Entries:
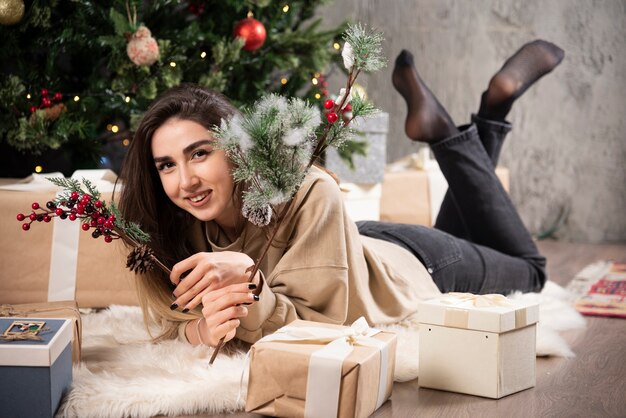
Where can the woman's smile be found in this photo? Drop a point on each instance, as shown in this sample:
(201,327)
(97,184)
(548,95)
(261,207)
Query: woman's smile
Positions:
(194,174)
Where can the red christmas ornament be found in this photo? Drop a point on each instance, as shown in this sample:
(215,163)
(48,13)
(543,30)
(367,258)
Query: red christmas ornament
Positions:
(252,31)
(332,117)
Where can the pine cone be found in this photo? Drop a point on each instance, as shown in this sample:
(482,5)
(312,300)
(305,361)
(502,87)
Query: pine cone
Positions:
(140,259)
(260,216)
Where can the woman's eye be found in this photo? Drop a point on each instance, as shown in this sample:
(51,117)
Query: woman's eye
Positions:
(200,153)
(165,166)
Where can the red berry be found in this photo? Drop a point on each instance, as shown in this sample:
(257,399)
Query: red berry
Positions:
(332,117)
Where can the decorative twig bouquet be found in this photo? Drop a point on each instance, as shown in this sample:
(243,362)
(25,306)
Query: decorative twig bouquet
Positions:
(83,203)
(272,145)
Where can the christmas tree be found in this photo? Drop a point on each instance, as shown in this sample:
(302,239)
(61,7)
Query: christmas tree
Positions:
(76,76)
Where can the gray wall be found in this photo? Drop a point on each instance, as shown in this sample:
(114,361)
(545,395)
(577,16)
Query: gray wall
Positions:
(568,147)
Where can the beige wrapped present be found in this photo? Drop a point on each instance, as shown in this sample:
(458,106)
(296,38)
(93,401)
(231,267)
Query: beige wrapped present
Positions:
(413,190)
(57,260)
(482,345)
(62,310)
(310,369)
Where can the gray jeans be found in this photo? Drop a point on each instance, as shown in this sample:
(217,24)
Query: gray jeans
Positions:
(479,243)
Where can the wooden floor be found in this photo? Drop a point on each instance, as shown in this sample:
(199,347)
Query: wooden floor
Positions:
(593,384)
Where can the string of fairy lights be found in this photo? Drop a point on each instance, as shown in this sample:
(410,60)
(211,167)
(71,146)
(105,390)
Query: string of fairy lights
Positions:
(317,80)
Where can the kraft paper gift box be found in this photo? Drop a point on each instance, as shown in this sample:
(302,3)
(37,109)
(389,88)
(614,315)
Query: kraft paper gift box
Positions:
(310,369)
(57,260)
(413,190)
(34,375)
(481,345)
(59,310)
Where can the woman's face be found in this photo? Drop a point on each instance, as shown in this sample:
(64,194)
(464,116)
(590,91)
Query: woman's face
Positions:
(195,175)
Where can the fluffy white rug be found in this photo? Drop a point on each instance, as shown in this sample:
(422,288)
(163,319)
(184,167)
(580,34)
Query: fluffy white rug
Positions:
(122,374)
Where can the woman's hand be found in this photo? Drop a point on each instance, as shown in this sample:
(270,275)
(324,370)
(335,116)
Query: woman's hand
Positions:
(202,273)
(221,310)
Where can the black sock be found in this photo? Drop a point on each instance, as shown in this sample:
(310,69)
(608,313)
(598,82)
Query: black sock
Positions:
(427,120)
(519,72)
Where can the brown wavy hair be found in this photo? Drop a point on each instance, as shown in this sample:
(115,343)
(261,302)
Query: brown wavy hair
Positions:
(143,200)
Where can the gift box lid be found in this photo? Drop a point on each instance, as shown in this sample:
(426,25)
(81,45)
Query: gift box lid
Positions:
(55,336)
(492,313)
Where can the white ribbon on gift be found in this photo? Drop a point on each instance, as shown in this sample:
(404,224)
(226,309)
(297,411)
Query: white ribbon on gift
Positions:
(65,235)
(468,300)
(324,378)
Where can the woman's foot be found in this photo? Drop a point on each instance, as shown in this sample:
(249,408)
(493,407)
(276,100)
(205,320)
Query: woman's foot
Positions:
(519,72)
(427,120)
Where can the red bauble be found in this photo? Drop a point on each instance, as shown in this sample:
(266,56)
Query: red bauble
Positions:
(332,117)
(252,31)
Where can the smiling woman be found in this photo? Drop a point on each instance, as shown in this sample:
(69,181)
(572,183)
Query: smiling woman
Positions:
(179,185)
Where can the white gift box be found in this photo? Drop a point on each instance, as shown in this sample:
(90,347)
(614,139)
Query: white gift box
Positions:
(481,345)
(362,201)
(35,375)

Your instructions:
Omit each picture, then return all of the listing exactly as it stands.

Task output:
Where can the woman's smile be found in this photo? Drop a point on each instance, as shown in this sample:
(201,327)
(97,184)
(548,95)
(261,207)
Query: woman's smile
Positions:
(194,174)
Where can the red christmas ornament be found in this photo? Drop a point on each instance, as shown in this sample:
(215,163)
(48,13)
(543,30)
(367,258)
Query: red christmas ornament
Positions:
(252,31)
(332,117)
Where can the pine cone be found in this photo? Drop a point on each instance, as shown in this sample:
(482,5)
(312,300)
(305,361)
(502,87)
Query: pine cone
Positions:
(140,259)
(260,216)
Where can the woman's eye be found in this photo? Drop a point on each instance, as shown in this sample:
(51,117)
Query: woman's eye
Positions:
(200,153)
(165,166)
Where can the red berry be found in this photo? Drop a point on each instance, as shown in this sample:
(257,399)
Query: red berry
Positions:
(332,117)
Where can the decorative twig bouquet be found in this photo? Drop a point on each instance, as shown in this sample:
(243,362)
(25,306)
Query: decorative twig bouquet
Positions:
(83,203)
(272,145)
Where can the christmas tree be found in this photo? Drop a point on each instance, as shown in this sample:
(302,239)
(61,7)
Query: christmas tree
Positions:
(76,76)
Where can the gray wall be found in this photo? Drop a point on each instance, as shown in this sample:
(114,361)
(545,395)
(577,16)
Query: gray wall
Positions:
(568,147)
Where can the beige wrapped present be found in this photo? Drop a point on each instance, as shown in this sample:
(458,106)
(296,38)
(93,401)
(231,267)
Query: beige wrapped present
Positions:
(413,190)
(57,260)
(482,345)
(62,310)
(310,369)
Where can the gray jeans be found in this photo? Drop a point on each instance, as shown in this sample:
(217,24)
Query: gray jeans
Positions:
(479,243)
Where can the wooden floor be found in this photo? Drop a point on each instance, as shown in this sample:
(199,347)
Query: wooden floor
Positions:
(593,384)
Where can the string of fairy lights be found in this photo? Drop a point on each instance, as shown in this sample:
(410,60)
(211,167)
(71,146)
(105,390)
Query: string of fairy lights
Positions:
(317,80)
Where can the kraft paper gift box be found in this photo? Drop a point on each instance, as shown in this sample:
(302,3)
(37,109)
(389,88)
(614,315)
Query: kraft paper gift box
Positions:
(310,369)
(57,260)
(413,190)
(34,375)
(481,345)
(59,310)
Where can the woman's face be found in this photo? Drop a point on each instance, as shown in this sample:
(64,194)
(464,116)
(590,91)
Query: woman's face
Positions:
(195,175)
Where can the fluffy white rug be found in this photo? Drop a point on each instance, as shown in this sample:
(422,288)
(163,319)
(184,167)
(580,34)
Query: fluffy white rug
Positions:
(122,374)
Where can the woman's hand be found in this photo? Drop a point on each instance, as shown in this sample:
(270,275)
(324,370)
(335,116)
Query: woman's hand
Positions:
(202,273)
(221,310)
Where can the black sock be found in this photo? Drop a point on each instance, as shown in this sample:
(310,69)
(608,313)
(598,82)
Query: black sock
Positions:
(427,120)
(519,72)
Where can the brown wavy hair be found in this photo? Drop a point on each instance, as shown in this sample:
(115,343)
(261,302)
Query: brown wavy hair
Positions:
(143,200)
Where can the gift box lid be found in this photo? Drop a point on each instance, as shown in this sample:
(426,25)
(81,45)
Query: gift box lid
Positions:
(55,336)
(492,313)
Where can the white ribbon on gift be found in this photo? Drop a point on each instance, as shown in this sample:
(404,224)
(226,309)
(297,411)
Query: white ribbon on gift
Positions:
(65,235)
(468,300)
(324,378)
Where can the woman's foot be found in this photo? Drop a point on each instance, as shown in this sample:
(249,408)
(493,407)
(276,100)
(205,320)
Query: woman's foot
Positions:
(519,72)
(427,120)
Where can the red bauble be found in this photo? Drop a point on each instance, as shown in this sample:
(266,56)
Query: red bauble
Positions:
(332,117)
(252,31)
Where can the smiling woman be found in this photo? Drop a point on each instance, as shown in this sample:
(69,181)
(572,183)
Query: smiling woman
Positions:
(179,185)
Where can the white gift box be found in this photo? Drop a point on each instance, as shown in this sample:
(90,347)
(614,139)
Query: white gift box
Positions:
(481,345)
(362,201)
(35,375)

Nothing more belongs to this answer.